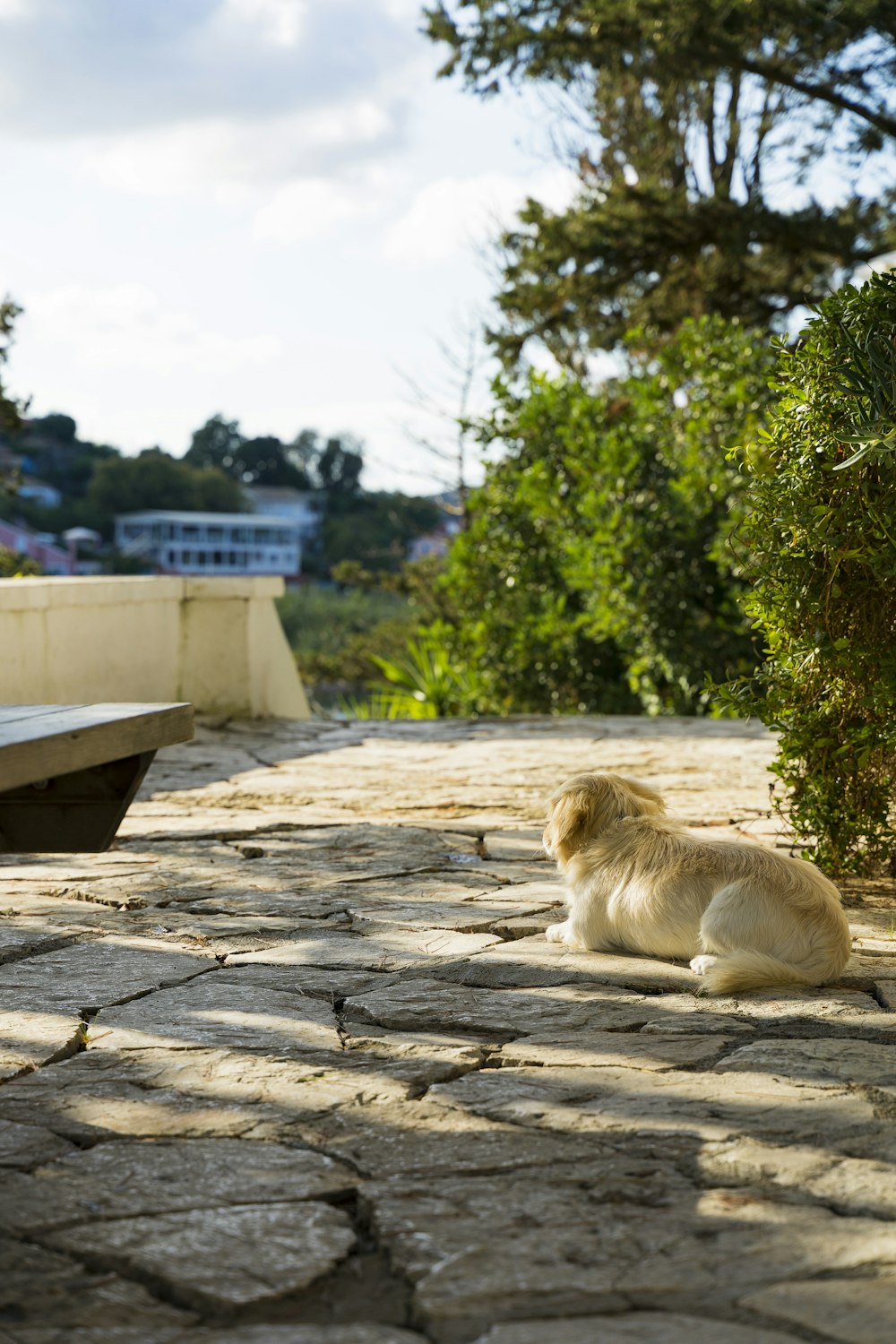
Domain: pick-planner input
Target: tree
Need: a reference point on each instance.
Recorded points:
(376, 527)
(818, 546)
(595, 573)
(339, 470)
(252, 461)
(10, 409)
(684, 117)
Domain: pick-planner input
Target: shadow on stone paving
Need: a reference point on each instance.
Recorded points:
(346, 1081)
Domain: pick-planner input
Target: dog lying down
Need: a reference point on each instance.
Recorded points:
(743, 916)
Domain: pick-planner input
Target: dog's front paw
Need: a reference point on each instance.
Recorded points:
(556, 933)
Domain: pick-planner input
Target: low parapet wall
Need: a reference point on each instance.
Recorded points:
(217, 642)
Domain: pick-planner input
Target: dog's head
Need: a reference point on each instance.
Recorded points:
(589, 804)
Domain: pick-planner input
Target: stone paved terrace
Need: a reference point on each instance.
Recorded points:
(295, 1064)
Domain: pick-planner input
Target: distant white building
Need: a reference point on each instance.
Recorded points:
(303, 507)
(211, 543)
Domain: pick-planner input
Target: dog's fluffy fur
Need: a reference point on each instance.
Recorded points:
(743, 916)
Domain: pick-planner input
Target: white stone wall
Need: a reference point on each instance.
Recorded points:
(214, 642)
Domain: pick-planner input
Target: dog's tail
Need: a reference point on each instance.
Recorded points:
(745, 969)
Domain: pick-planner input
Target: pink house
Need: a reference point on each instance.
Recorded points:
(37, 546)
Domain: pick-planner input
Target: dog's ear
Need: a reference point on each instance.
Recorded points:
(568, 822)
(579, 811)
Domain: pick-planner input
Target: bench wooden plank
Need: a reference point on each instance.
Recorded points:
(70, 771)
(48, 741)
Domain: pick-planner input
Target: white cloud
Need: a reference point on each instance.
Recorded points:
(128, 328)
(455, 212)
(279, 22)
(105, 66)
(309, 209)
(228, 156)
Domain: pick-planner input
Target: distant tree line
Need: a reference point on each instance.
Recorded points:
(368, 529)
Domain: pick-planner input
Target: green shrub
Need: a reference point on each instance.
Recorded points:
(595, 574)
(338, 634)
(820, 547)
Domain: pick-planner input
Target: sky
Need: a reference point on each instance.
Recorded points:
(265, 209)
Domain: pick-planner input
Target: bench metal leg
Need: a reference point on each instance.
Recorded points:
(72, 814)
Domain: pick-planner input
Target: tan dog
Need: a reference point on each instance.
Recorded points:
(743, 916)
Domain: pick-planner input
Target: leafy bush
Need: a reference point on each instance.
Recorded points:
(595, 573)
(820, 546)
(338, 634)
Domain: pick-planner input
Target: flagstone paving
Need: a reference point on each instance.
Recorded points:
(293, 1064)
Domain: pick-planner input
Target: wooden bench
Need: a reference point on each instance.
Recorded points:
(70, 771)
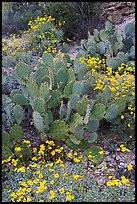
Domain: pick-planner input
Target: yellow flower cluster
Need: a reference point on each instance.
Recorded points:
(117, 182)
(123, 148)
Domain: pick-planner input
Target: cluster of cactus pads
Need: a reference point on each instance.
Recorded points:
(60, 100)
(116, 47)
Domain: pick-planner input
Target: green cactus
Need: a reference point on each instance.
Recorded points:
(96, 35)
(60, 65)
(106, 95)
(16, 133)
(92, 125)
(62, 110)
(82, 106)
(68, 111)
(81, 73)
(77, 88)
(70, 144)
(74, 139)
(93, 151)
(25, 92)
(18, 114)
(73, 101)
(68, 89)
(50, 116)
(103, 35)
(112, 112)
(114, 62)
(38, 105)
(108, 26)
(9, 112)
(32, 88)
(98, 111)
(78, 131)
(55, 100)
(20, 99)
(13, 92)
(87, 115)
(70, 75)
(6, 140)
(41, 75)
(121, 104)
(48, 59)
(44, 91)
(75, 120)
(92, 138)
(22, 72)
(46, 121)
(130, 30)
(59, 130)
(38, 121)
(102, 47)
(61, 78)
(76, 65)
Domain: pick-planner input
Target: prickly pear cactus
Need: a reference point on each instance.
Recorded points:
(112, 112)
(75, 120)
(74, 139)
(121, 104)
(55, 99)
(61, 78)
(98, 111)
(44, 91)
(16, 133)
(92, 138)
(18, 114)
(77, 88)
(68, 89)
(70, 75)
(73, 101)
(82, 106)
(48, 59)
(22, 72)
(38, 121)
(59, 130)
(20, 99)
(92, 125)
(38, 105)
(32, 88)
(41, 75)
(78, 131)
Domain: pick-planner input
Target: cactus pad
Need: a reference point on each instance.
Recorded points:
(74, 139)
(22, 72)
(92, 138)
(20, 99)
(68, 89)
(33, 89)
(38, 121)
(6, 140)
(92, 125)
(16, 133)
(77, 88)
(44, 91)
(112, 112)
(39, 105)
(59, 130)
(48, 59)
(70, 75)
(55, 99)
(41, 75)
(82, 106)
(18, 114)
(98, 111)
(73, 101)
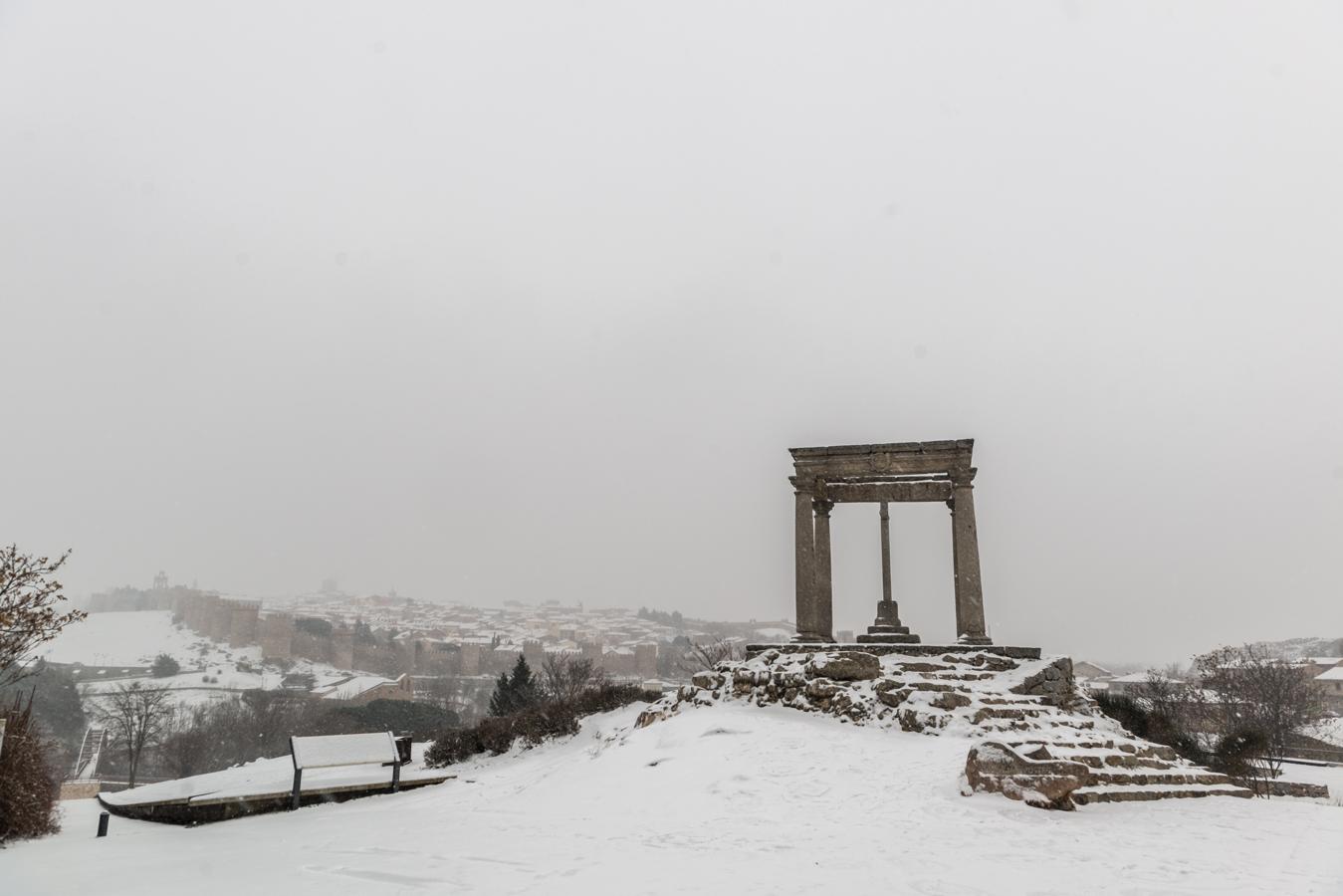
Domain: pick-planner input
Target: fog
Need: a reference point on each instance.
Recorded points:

○ ○ ○ ○

● **WHAT TO WORK ON**
Write out each line of the data exactly; the images should be left out.

● **WRITTEN ANSWER**
Domain: pick-planner input
Target: tree
Need: a reference point on each instance.
Recorded points:
(376, 527)
(818, 546)
(595, 573)
(339, 470)
(252, 461)
(10, 409)
(684, 117)
Domain: pick-planner input
Target: shadow on stone paving
Need: a reference point on each instance.
Recorded points:
(346, 1081)
Domain: pick-planner input
Target: dog lying down
Need: a reference point on each instance.
Recorded points:
(743, 916)
Domain: pick-planner input
Target: dog's front paw
Need: a reference point on each instance.
Recorded points:
(556, 933)
Domain: pick-planner input
Target: low parapet wall
Need: a reference point on each instance.
Recorded points:
(217, 642)
Domain: pick-planner input
Target: dog's head
Need: a reference point on each instance.
Recorded points:
(589, 804)
Domain: pick-planner input
Target: stone paved terrace
Need: a reference point on each instance.
Recorded points:
(295, 1064)
Domain: pick-planner input
Target: distant white building
Need: a reference point on each instance.
Recorded points:
(303, 507)
(211, 543)
Domain: pick-planner input
Target: dog's fluffy fur
Need: a reference point on each instance.
Recorded points:
(743, 916)
Domain: pick-planner input
Target: white stone wall
Need: a reference point on each instance.
Recorded points:
(214, 642)
Domain: pick-planner input
Target: dog's tail
Need: a reference point on each instance.
Recorded points:
(745, 969)
Domain: pick-planner input
Target: pink house
Need: a reference point on each instance.
Recorded points:
(37, 546)
Domain: pick-planner input
Target: dog's ear
Need: a reference point on each instance.
Recorded points:
(568, 822)
(579, 811)
Domain: pick-planner input
Target: bench wooden plank
Need: a reference point on each instance.
Recorded points:
(70, 771)
(48, 741)
Domain: pick-planner input
Target: white cloud
Need: a reference point on each instance.
Recorded points:
(128, 328)
(455, 212)
(279, 22)
(105, 66)
(309, 209)
(228, 156)
Domain: pick-planner input
Target: distant tree line
Need: a reference point on each instance.
Recorded points:
(368, 529)
Domain: pick-planner input
Target: green shrub
Need: a reference point on each instance.
Recorded points:
(595, 574)
(338, 634)
(820, 547)
Domain: pick-planner input
Target: sky
Need: a reference point on each instance.
Recorded points:
(265, 209)
Domain: pick-planner input
Target: bench metal leg
Need: a reference point on each instance.
Recorded points:
(72, 814)
Domain: pick-planner input
Target: tan dog
Need: a reference point on each instance.
Recorded points:
(743, 916)
Domain: pick-planner input
Target: leafy bush
Need: a reference point on each instance.
Recorded points:
(595, 573)
(820, 546)
(338, 634)
Domain: pick-planner input
Target: flagstone paving
Need: a reference point on each instance.
Recorded points:
(293, 1064)
Domain: pick-planner input
Target: wooden bench
Need: a reference point on each instance.
Recorded points:
(70, 771)
Domain: pick-planner input
Target: yellow flower cluster
Need: a reference point on each instance.
Recorded points:
(117, 182)
(123, 148)
Domain: pick-planner input
Target: cluster of cactus pads
Need: a reference point on each instance.
Recorded points:
(60, 100)
(116, 47)
Domain: pick-planner input
Target: green cactus
Need: a reference point on each instance.
Recorded points:
(96, 35)
(60, 65)
(106, 95)
(16, 133)
(92, 125)
(62, 110)
(82, 106)
(68, 111)
(81, 73)
(77, 88)
(70, 144)
(74, 139)
(93, 151)
(25, 92)
(18, 114)
(73, 101)
(68, 89)
(50, 116)
(103, 35)
(112, 112)
(114, 62)
(38, 105)
(108, 26)
(9, 112)
(32, 88)
(98, 111)
(78, 131)
(55, 100)
(20, 99)
(13, 92)
(87, 115)
(70, 75)
(6, 140)
(41, 75)
(121, 104)
(48, 59)
(44, 91)
(75, 120)
(92, 138)
(22, 72)
(46, 121)
(130, 30)
(59, 130)
(38, 121)
(102, 47)
(61, 78)
(76, 65)
Domain: pick-planner input
Target: prickly pear cactus
Need: a reference point on each instance.
Recorded points:
(112, 112)
(75, 120)
(74, 139)
(121, 104)
(55, 99)
(61, 78)
(98, 111)
(44, 91)
(16, 133)
(92, 138)
(18, 114)
(77, 88)
(68, 89)
(70, 75)
(73, 101)
(82, 106)
(48, 59)
(22, 72)
(38, 121)
(59, 130)
(20, 99)
(92, 125)
(38, 105)
(32, 88)
(41, 75)
(78, 131)
Domain: pick-planner input
Target: cactus pad
Need: a reference point on each instance.
Recorded points:
(74, 139)
(22, 72)
(92, 138)
(20, 99)
(68, 89)
(33, 89)
(38, 121)
(6, 140)
(92, 125)
(16, 133)
(77, 88)
(44, 91)
(112, 112)
(39, 105)
(59, 130)
(48, 59)
(70, 75)
(55, 99)
(41, 75)
(82, 106)
(18, 114)
(98, 111)
(73, 101)
Domain: pick-planner input
Target: fog
Need: a reference point on each instance.
Recorded points:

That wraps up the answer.